■ Passage choisi
Depuis, les ordres sont devenus de plus en plus prescriptifs, avec l’ajout de dispositions logistiques, notamment sur la fréquence des périodes de questions, la nécessité de mener des consultations sur les personnes à convoquer et la date de leur comparution. Ils prévoient également l’obligation d’aviser la Chambre avant qu’un ministre ne participe à une période de questions.
Au début de la quarante-quatrième législature, une version de l’ordre sessionnel comprenait des dispositions visant à tenir la période des questions ministérielles à un moment différent de celui prévu dans le Règlement. On a également inclus la notion de mener des consultations afin de déterminer qui convoquer et quand. Le gouvernement devait également informer la Chambre à l’avance des renseignements relatifs à la période de questions ministérielle. Le temps alloué a été prolongé à 60 minutes, et des limites de temps ont été imposées pour les questions et les réponses.
Au début de la session actuelle, le Sénat a adopté un ordre similaire, qui comprenait cette fois-ci également des dispositions relatives aux votes repoussés et aux suspensions dues aux sonneries lorsqu’elles surviennent pendant une période de questions prévue. Je pense que la durée a également été portée à 64 minutes.
En ce qui concerne les différences entre la modification du Règlement et l’adoption d’un ordre sessionnel, je sais que cette question a déjà fait l’objet de discussions au sein de votre comité. Je note que, lors de la première réunion, les sénateurs Saint-Germain, Tannas et White ont proposé différentes façons d’aborder cette question. Celles-ci allaient de la proposition d’une modification permanente des dispositions du Règlement relatives à la période des questions à des suggestions en faveur d’une « approche hybride », c’est-à-dire une modification visant à autoriser les questions ministérielles dans notre Règlement, en laissant tous les détails logistiques et procéduraux, y compris des éléments comme la fréquence, dans les ordres sessionnels.

■ Données affichées
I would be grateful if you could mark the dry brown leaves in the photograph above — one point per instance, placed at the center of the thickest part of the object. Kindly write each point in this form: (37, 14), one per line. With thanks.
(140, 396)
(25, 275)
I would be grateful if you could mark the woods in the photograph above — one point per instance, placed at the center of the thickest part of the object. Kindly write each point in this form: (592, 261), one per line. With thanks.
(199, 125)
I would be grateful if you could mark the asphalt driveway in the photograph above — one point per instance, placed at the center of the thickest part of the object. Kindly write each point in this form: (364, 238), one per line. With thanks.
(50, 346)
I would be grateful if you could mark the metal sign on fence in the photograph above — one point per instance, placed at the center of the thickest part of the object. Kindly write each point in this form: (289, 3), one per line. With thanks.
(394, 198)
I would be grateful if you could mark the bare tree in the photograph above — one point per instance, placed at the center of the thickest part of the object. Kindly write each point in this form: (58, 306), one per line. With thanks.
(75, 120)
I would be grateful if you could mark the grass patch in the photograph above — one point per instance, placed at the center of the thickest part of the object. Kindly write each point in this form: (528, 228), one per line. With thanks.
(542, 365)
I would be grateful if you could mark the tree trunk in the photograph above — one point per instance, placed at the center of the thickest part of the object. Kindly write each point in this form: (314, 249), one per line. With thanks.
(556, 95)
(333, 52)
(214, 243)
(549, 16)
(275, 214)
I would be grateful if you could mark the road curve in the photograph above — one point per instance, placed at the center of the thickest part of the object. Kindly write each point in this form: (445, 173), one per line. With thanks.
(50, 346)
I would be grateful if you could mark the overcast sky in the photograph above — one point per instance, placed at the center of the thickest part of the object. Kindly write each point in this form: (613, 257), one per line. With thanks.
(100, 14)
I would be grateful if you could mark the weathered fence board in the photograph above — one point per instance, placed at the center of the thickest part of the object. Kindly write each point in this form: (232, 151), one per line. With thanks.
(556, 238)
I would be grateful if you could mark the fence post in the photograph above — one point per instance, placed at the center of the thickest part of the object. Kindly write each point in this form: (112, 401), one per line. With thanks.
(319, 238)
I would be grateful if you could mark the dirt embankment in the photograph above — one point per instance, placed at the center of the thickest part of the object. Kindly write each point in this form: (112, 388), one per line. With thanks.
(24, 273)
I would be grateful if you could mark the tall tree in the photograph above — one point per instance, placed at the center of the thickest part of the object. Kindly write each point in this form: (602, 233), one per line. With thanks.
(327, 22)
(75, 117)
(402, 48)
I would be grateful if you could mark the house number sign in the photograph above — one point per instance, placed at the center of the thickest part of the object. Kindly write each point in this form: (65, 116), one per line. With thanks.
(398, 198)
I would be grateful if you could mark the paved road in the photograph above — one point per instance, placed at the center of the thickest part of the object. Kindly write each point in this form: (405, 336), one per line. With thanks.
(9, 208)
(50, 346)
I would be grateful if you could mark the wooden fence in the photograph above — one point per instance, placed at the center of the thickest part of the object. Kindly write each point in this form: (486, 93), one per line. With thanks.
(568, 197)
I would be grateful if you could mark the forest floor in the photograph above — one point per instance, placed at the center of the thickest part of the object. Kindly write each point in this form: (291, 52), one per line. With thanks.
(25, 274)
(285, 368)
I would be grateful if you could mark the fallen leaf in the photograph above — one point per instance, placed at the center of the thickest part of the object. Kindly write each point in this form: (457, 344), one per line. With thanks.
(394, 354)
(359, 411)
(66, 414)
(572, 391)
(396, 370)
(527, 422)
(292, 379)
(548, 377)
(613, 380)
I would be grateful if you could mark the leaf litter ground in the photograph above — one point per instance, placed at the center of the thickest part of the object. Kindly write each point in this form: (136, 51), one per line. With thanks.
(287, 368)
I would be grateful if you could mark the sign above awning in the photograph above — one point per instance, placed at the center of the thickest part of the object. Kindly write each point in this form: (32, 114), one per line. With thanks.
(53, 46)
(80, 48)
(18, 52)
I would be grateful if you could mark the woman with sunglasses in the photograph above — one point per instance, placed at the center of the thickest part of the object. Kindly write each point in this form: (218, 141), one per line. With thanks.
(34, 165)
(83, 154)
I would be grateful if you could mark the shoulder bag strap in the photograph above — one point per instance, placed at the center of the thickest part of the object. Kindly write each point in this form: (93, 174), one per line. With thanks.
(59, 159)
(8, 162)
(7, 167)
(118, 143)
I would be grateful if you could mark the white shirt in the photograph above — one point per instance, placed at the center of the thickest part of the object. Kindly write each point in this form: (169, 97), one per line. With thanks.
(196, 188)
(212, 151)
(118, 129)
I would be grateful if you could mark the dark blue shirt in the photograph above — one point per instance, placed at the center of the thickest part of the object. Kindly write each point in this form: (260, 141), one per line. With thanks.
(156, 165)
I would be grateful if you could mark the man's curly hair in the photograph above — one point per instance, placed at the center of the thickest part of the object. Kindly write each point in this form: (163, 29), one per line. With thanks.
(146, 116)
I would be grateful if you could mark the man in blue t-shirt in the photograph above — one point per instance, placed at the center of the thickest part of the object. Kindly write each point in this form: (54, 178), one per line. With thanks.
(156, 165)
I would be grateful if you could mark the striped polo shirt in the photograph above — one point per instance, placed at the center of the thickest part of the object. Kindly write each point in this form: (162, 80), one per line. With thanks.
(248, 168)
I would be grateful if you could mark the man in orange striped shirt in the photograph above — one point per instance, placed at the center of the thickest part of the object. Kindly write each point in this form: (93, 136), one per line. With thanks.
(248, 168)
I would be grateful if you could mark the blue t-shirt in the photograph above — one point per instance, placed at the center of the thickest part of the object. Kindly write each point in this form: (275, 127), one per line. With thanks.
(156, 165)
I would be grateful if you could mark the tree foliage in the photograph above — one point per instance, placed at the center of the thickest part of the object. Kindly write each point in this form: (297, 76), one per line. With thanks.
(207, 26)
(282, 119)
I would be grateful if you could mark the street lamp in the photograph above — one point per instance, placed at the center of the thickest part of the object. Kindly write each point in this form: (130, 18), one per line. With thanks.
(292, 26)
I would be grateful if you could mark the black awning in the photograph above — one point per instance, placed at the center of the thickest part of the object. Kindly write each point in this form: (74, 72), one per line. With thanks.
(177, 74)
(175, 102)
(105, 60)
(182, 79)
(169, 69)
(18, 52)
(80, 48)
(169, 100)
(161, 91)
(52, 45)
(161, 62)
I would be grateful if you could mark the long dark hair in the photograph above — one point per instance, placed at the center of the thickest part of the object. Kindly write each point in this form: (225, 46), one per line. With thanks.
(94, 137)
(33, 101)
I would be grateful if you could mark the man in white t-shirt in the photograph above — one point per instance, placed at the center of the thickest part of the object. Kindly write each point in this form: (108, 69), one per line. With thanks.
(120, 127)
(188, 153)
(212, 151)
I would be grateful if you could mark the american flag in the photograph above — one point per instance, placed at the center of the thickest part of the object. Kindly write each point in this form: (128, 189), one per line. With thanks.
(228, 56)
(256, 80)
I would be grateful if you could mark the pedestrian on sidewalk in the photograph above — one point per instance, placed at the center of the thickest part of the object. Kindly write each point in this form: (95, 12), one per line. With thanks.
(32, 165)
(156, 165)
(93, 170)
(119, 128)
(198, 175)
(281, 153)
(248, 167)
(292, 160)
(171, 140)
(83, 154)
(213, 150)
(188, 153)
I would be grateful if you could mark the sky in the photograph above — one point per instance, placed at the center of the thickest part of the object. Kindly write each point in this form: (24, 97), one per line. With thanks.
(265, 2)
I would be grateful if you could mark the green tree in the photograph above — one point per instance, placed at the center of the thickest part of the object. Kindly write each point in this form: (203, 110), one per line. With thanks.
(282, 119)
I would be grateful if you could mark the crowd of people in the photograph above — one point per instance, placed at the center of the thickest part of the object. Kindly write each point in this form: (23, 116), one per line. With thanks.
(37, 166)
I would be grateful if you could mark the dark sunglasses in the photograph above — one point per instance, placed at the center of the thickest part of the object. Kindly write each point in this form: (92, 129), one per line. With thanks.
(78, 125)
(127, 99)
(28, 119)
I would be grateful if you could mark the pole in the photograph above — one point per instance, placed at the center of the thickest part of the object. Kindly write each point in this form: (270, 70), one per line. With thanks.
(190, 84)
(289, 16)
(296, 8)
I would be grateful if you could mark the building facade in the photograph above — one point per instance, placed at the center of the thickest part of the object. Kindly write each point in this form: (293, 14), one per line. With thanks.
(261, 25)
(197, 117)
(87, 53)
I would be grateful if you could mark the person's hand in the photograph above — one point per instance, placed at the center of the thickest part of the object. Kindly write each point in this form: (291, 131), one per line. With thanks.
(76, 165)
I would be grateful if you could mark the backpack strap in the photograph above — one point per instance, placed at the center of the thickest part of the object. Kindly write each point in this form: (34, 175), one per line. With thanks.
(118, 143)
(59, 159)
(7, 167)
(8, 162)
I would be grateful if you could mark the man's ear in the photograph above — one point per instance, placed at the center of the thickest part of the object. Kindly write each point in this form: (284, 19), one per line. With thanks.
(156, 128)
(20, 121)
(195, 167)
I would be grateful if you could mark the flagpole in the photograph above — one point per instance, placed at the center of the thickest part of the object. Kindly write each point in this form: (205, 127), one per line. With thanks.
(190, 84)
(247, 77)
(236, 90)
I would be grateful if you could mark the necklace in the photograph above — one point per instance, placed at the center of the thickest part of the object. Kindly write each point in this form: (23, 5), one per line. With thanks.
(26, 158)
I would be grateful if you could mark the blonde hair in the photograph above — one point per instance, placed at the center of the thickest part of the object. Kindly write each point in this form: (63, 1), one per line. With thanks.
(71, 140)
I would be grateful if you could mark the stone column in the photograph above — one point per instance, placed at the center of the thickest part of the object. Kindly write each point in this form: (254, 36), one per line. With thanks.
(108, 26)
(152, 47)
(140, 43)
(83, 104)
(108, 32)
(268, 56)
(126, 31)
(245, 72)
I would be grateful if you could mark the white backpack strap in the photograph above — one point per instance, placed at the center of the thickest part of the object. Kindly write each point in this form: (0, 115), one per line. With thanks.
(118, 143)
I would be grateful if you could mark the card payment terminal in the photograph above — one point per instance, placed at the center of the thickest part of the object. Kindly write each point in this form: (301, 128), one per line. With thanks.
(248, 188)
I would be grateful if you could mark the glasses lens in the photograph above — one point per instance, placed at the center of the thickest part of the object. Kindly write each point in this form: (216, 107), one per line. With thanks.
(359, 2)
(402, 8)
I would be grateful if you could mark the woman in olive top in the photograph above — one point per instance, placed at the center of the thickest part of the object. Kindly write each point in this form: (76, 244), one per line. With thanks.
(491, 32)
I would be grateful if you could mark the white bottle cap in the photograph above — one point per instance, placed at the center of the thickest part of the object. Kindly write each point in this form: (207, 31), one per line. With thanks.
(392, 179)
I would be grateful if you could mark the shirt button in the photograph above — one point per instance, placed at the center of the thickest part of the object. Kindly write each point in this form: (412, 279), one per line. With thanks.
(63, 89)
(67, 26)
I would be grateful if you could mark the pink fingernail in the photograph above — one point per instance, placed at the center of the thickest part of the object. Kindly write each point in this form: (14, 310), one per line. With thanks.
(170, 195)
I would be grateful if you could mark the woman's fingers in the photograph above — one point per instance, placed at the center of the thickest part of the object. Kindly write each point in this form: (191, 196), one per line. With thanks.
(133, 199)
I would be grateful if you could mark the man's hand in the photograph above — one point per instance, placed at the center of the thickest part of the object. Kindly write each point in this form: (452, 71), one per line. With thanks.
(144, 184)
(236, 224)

■ Consignes de l'exercice
1 – D'après le passage, à combien de minutes le temps alloué a-t-il été prolongé au début de la quarante-quatrième législature ?
2 – Recopiez la partie du passage qui s'ouvre sur les mots contenant « Au début de la session » et se termine par « à 64 minutes. », en échangeant « votes repoussés » contre « votes différés ».
Les lignes forment un contenu à part du passage.

■ Réponses ci-dessous
1 – À 60 minutes.

2 –
Au début de la session actuelle, le Sénat a adopté un ordre similaire, qui comprenait cette fois-ci également des dispositions relatives aux votes différés et aux suspensions dues aux sonneries lorsqu’elles surviennent pendant une période de questions prévue. Je pense que la durée a également été portée à 64 minutes.